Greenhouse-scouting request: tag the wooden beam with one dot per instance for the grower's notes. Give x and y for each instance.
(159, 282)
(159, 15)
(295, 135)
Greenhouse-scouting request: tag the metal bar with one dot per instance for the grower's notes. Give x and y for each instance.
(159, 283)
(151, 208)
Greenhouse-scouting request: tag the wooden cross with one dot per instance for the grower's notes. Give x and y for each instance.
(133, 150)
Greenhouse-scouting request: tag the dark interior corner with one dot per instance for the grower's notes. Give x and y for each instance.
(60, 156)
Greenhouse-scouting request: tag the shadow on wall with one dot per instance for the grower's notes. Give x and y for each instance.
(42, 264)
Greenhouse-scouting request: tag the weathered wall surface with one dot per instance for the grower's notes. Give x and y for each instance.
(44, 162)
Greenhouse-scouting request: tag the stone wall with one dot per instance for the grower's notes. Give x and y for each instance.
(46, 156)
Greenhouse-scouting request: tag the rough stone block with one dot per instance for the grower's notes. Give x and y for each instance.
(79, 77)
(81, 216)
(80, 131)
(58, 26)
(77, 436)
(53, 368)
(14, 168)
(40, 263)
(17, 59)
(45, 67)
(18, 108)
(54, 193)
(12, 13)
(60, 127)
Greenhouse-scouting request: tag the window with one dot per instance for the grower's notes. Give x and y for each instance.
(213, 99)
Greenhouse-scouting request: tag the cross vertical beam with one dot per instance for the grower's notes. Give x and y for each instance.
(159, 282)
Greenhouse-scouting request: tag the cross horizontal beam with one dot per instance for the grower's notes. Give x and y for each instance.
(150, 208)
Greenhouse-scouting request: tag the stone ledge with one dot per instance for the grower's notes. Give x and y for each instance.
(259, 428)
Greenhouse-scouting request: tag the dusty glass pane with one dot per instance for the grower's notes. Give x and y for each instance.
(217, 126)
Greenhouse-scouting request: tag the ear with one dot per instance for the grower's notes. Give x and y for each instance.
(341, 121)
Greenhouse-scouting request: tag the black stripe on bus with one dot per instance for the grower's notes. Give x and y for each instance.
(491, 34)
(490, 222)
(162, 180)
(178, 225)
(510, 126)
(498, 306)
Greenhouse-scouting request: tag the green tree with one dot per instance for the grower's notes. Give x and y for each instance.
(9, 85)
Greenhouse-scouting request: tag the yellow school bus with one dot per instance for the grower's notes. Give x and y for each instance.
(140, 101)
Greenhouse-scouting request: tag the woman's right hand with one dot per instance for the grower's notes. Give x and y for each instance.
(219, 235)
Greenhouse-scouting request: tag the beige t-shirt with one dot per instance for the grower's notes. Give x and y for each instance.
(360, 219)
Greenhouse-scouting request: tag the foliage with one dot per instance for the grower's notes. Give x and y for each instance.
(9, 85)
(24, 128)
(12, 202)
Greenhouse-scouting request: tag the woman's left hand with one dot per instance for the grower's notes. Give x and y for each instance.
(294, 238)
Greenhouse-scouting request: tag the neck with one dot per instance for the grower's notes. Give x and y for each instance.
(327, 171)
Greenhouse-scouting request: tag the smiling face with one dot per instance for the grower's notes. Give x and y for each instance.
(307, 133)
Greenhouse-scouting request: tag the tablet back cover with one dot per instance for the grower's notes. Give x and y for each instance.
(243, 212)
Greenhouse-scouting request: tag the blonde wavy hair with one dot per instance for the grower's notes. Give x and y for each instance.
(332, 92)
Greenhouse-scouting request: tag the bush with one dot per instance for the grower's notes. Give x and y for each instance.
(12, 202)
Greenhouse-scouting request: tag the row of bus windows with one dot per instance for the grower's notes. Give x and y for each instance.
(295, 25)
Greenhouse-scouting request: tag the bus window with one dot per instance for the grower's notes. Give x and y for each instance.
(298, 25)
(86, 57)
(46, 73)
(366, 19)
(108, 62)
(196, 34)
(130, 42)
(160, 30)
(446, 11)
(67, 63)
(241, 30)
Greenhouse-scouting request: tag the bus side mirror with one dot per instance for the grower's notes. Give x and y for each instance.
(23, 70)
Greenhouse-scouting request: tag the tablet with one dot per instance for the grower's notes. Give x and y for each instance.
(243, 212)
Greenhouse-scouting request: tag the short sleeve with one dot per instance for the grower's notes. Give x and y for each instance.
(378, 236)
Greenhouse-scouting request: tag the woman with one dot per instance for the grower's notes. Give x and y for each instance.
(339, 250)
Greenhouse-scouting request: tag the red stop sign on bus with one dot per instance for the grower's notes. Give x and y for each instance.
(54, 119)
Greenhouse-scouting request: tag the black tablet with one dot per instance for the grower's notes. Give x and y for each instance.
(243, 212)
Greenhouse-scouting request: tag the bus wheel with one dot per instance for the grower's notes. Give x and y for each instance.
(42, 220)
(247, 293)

__WHAT IS EXPECTED__.
Restate the data above word for word, please.

__EXERCISE RESPONSE__.
Greenhouse-scouting request: tag the wooden beam with one dot per instance for the grower's notes. Give x and y for each instance.
(159, 282)
(159, 15)
(295, 135)
Greenhouse-scouting request: tag the metal bar with one dot per instance for the grower's notes. Give x and y for each instance.
(159, 283)
(151, 208)
Greenhouse-scouting request: tag the wooden cross with one dot per instance for the grower's notes. Give x and y for each instance.
(133, 150)
Greenhouse-scouting request: tag the dark interior corner with one dot per instance for the grower's notes. Give x and y for each instance.
(60, 156)
Greenhouse-scouting request: tag the shadow on wall with one dot per instance for the grower's notes. Give x and y for each instance.
(42, 264)
Greenhouse-scouting request: tag the weathered wall surface with one dot per instance for the grower's notes. Give x and y for each instance.
(44, 162)
Greenhouse-scouting request: tag the stone wall with one dot per instance for the grower's notes. Give x and y for each instance.
(46, 156)
Greenhouse-scouting request: tag the rough stone block with one dot per instance for the grower's notes. Give x and y for each instance.
(79, 77)
(81, 216)
(80, 131)
(58, 26)
(77, 436)
(53, 368)
(14, 168)
(40, 263)
(17, 59)
(45, 67)
(18, 108)
(54, 193)
(12, 13)
(60, 127)
Greenhouse-scouting request: tag the window with one dot per instance for the grower's notes. Give x and y for each instance.
(213, 99)
Greenhouse-scouting request: tag the cross vertical beam with one dot per instance for the grower's notes. Give x and y for each instance.
(159, 282)
Greenhouse-scouting request: tag the cross horizontal beam with one dot per instance for the grower's notes. Give x and y for each instance.
(150, 208)
Greenhouse-scouting request: tag the stone ledge with one dot per instance for the grower's notes. Give x and y for each instance.
(259, 428)
Greenhouse-scouting request: tag the dusty glass pane with one dot per instance for the grower's notes. Give x and y for each instance.
(217, 126)
Greenhouse-scouting request: tag the ear with one dot per instance for the grower's notes. Give x and y for each instance.
(341, 121)
Greenhouse-scouting request: tag the black stripe on bus with one dot per instance for the grower's notes. Give x and y for each instance.
(491, 34)
(490, 222)
(162, 180)
(178, 225)
(510, 126)
(498, 306)
Greenhouse-scouting request: tag the green tree with one dot per instance for the grower's notes. Give x and y for each instance.
(9, 85)
Greenhouse-scouting request: tag the yellow school bus with one dot per instance for the grower's notes. Give x and y for each instance.
(140, 101)
Greenhouse-scouting request: tag the woman's right hand with one dot per instance for the grower's notes. Give x and y for each instance.
(219, 235)
Greenhouse-scouting request: tag the beige t-shirt with one dot per instance for the grower's notes. Give x and y for each instance.
(360, 219)
Greenhouse-scouting request: tag the foliage with one dot per instance for the grower's notes. Give x and y for each instance.
(9, 85)
(24, 128)
(12, 202)
Greenhouse-scouting request: tag the woman's left hand with one dot per instance for the grower's notes. Give x and y for each instance.
(294, 238)
Greenhouse-scouting request: tag the neck with one dot per instance for the grower's notes. Give x and y for each instance.
(327, 171)
Greenhouse-scouting request: tag the smiling face with one dot per instance for the grower's notes. Give x and y for each instance.
(307, 133)
Greenhouse-scouting request: tag the tablet back cover with one dot per instance for the grower's notes. Give x and y for each instance.
(243, 212)
Greenhouse-scouting request: tag the blonde wavy hair with one dot per instance for the grower's notes. Give x and y for each instance.
(332, 92)
Greenhouse-scouting request: tag the bush with one dot per instance for the grower's notes. Give x and y for each instance.
(12, 202)
Greenhouse-scouting request: tag the row of bus windows with one dot per instance for the grower's notes. Give x and y for each instance.
(295, 25)
Greenhouse-scouting request: tag the bus window with one dot per instance for the grower's notes. Give x and y for each instance.
(298, 25)
(86, 57)
(46, 73)
(366, 19)
(108, 62)
(196, 34)
(130, 42)
(160, 30)
(446, 11)
(67, 63)
(241, 30)
Greenhouse-scouting request: tag the bus side mirror with one dot per instance for the grower's notes. Give x and y for each instance.
(23, 70)
Greenhouse-scouting request: tag the tablet with one dot per instance for the grower's notes. Give x and y for each instance.
(243, 212)
Greenhouse-scouting request: tag the short sleeve with one dot per instance for the grower's notes. Give x and y for each instance.
(378, 236)
Greenhouse-scouting request: tag the woman with one dot per instance for the grower's notes. Give x and y for each instance.
(339, 250)
Greenhouse-scouting request: tag the red stop sign on bus with one dot per instance for the grower's notes. Give x and y for each instance.
(54, 119)
Greenhouse-scouting request: tag the black tablet with one dot per instance for the grower's notes. Give x and y for each instance.
(243, 212)
Greenhouse-scouting request: tag the bus wheel with one dot per instance for the grower's notes. Give x and y for each instance.
(42, 220)
(247, 293)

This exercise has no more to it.